CHALLENGE
Please reproduce every record, keeping each one exactly as written.

RECORD LIST

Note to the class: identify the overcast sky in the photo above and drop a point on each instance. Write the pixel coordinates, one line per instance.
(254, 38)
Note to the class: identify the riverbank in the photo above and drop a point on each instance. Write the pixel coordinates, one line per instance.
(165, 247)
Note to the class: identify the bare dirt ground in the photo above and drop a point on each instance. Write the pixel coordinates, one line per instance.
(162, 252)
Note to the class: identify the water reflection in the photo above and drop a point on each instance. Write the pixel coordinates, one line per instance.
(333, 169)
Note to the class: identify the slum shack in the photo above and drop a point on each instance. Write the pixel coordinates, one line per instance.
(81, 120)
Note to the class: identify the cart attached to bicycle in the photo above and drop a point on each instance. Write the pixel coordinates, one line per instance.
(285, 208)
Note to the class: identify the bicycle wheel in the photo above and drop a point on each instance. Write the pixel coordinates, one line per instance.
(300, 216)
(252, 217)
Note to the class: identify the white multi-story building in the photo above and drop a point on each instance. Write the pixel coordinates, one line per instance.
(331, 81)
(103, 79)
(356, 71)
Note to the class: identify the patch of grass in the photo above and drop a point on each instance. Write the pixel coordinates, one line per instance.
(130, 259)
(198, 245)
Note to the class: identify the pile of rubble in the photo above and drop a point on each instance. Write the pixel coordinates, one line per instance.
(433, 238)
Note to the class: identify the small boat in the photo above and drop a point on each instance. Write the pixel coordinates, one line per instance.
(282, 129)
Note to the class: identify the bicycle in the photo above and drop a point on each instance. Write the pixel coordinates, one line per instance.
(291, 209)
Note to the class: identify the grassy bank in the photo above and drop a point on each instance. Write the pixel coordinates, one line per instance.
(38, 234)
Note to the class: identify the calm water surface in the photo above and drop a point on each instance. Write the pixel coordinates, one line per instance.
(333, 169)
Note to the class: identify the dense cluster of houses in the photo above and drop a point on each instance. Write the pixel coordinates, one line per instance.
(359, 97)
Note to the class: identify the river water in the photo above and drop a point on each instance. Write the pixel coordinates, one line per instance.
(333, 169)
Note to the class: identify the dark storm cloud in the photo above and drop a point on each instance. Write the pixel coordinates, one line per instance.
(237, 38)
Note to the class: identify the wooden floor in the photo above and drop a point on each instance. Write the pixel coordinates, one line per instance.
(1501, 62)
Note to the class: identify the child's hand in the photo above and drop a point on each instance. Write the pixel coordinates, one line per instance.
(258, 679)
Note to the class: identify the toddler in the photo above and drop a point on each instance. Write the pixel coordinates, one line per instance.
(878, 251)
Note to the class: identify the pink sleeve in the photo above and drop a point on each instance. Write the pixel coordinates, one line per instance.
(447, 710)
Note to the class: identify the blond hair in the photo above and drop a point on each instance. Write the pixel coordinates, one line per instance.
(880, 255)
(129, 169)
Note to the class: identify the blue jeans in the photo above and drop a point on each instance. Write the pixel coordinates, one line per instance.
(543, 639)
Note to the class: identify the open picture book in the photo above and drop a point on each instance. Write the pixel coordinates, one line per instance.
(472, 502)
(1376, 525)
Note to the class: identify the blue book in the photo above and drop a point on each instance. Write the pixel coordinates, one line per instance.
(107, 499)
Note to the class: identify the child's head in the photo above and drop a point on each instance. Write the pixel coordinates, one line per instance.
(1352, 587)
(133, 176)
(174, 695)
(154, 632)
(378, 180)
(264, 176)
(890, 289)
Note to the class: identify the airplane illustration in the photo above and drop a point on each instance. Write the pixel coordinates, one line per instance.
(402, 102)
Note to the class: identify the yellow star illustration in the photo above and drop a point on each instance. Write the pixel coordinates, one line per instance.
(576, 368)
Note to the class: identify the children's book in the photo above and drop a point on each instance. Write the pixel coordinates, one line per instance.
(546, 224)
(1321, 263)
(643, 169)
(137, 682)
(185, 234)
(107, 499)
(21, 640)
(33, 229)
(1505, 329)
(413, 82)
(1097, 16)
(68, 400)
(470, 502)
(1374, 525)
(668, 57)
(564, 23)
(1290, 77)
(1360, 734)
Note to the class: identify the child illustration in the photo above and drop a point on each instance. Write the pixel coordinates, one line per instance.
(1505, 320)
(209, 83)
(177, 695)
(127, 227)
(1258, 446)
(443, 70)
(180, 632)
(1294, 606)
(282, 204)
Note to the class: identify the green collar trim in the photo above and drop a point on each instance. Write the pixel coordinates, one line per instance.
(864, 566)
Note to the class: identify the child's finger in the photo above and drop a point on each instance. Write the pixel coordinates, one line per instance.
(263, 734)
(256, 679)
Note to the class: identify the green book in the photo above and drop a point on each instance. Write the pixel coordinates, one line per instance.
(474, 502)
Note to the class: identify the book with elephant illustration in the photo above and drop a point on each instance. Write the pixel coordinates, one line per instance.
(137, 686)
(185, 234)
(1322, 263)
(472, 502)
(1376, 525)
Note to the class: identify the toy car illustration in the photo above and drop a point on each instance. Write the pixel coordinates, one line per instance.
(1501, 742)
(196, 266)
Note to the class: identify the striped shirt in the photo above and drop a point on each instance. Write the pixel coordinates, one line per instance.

RESULT FOR THIS TASK
Note to the class: identify the overcast sky in the photo above and drop a point on each instance. Write the pixel coordinates, one line per instance.
(254, 38)
Note to the class: identify the riverbank in the photo above and drop a point on each instance. Write the pixel coordinates, one line per instance.
(165, 247)
Note to the class: identify the bare dirt ground in the photo above and drop a point on each instance. Write the pixel coordinates, one line per instance.
(162, 252)
Note to the class: identify the water reflection in the photo above and drop a point on each instance. Write the pixel coordinates, one line per instance.
(333, 169)
Note to the class: identify the slum shack in the photo above and drop a point on each instance. Write the pixel coordinates, one line per instance.
(81, 120)
Note to the class: identify the cart attached to bicycle in the photo above and drop a point on each instance. Write the pixel coordinates, one line per instance.
(285, 208)
Note to the class: identify the bicycle wheel in the photo above and drop a point on each instance. Write the pixel coordinates, one line per instance.
(300, 216)
(252, 217)
Note to the class: identify the white multi-story building in the photo above and drop a point on each instance. Write the pixel coordinates, one line per instance.
(331, 81)
(103, 79)
(356, 71)
Note to the class: identify the patch of grass in the photo above and drop a point on each instance. Write the pixel coordinates, one line per instance.
(130, 259)
(198, 245)
Note to the class: identify the pile of rubble in the photo above and drop a point on each instance. Write the pixel coordinates, one line per instance.
(433, 238)
Note to the class: identify the small boat in the photo above and drop a point on each instance. Write the pixel coordinates, one line per instance.
(282, 129)
Note to the class: identify the bicycle in the photo above and drop a point on each instance. Write the pixel coordinates, one line per instance.
(291, 209)
Note to the class: identify the grassy bank in the photo above and drop a point on each instance. Write the pixel coordinates, one line per instance.
(38, 234)
Note to the class: identify the calm water surface in the photo above and drop a point on each instance. Write the pixel coordinates, one line per instance.
(333, 169)
Note to the class: identify the dense cluster of houses in the photo above and drop a point on each instance. Write the pixel coordinates, one line per instance.
(359, 97)
Note to the class: identify the river water in the photo above and drop a point on each instance. Write the pixel coordinates, one line per instance.
(333, 169)
Note to the class: identify the dark storm cloud in the photo above and drop a point on each instance. Write the pixel coordinates, one line per instance.
(237, 38)
Note to the class: identify the wooden floor in the photo above and drop a point on each instance. Write the pixel coordinates, one line per instance.
(1501, 62)
Note to the class: identify the child's hand in the photo above and drop a point on each instance. Write the pixel coordinates, one line per instance.
(258, 679)
Note to the class: identify the toddler in the photo above and drop a point on each instance. Write the pixel coordinates, one line per instance.
(878, 251)
Note to the class: identify the pink sleeve in the photo above and drop a point on each instance. Write the pixel coordinates, one line per instance.
(447, 710)
Note to the class: identify the blond hair in the photo above and drop a point on each instance. Write the pixel coordinates, one line per instance.
(880, 255)
(129, 169)
Note to the class: identify the blue jeans in the photo above and drop a point on each instance. Write the pixel coordinates, one line per instance.
(543, 639)
Note to the class: identify the open picture book in the photo above and drop a point on each instance. Write the pixel coordinates, one line per instance.
(472, 502)
(1376, 525)
Note to the class: identify the blue book in the photo above and drop a point on each instance. Write the pixel coordinates, one line per instance.
(107, 499)
Note to the class: identify the child's head in the photo above and drop a point on each instance. Write the pixel coordinates, one line per instance.
(1352, 587)
(133, 176)
(174, 695)
(154, 632)
(378, 180)
(264, 176)
(890, 289)
Note to the class: identify the airplane illustration in the photo above and drop a point on each instance. Write the pixel coordinates, one line per instance.
(402, 102)
Note to the class: identify the yellow star illustration in the photo above and drop a point on each instance. Write the pixel coordinates, one line per instance.
(576, 368)
Note to the class: identify the children's book in the photo above and drop a point on each instance. Write the pixel coordinates, one line per instance.
(546, 224)
(1321, 263)
(643, 169)
(137, 682)
(185, 234)
(107, 499)
(21, 640)
(33, 229)
(1505, 329)
(413, 82)
(1097, 16)
(68, 400)
(470, 502)
(1374, 525)
(668, 57)
(564, 23)
(1290, 77)
(1360, 734)
Note to the class: identify the child illustration in the photo above and drop a point on each instance. Write the pixel coordinates, one line per instance.
(1505, 320)
(209, 83)
(177, 695)
(127, 227)
(1258, 446)
(443, 70)
(180, 632)
(1294, 606)
(282, 204)
Note to the class: identify the green collar trim in the photo above and drop a point on each instance. Write the pixel coordinates, one line per instance.
(864, 566)
Note to the class: identify the child's finger in the photo above and drop a point on each instance. Write the pixel coordinates, one line per instance.
(263, 734)
(256, 679)
Note to the class: identify the green book in the photo above and drop a point on each instance. Write the pixel coordinates, one line per instance.
(474, 502)
Note to the class: identify the book with elephant illustration in the photo above and drop a point on each instance. Write the pixel coordinates, one line per instance.
(137, 686)
(185, 234)
(1322, 263)
(472, 502)
(1376, 525)
Note to the class: identify the toy car illustration in the photo above and drop a point on each instance. Write the pixel coordinates, one line per instance.
(1501, 742)
(196, 266)
Note to the class: identify the striped shirt in the photo above and drop a point on each instance. Write the pixel coordinates, one line per instance.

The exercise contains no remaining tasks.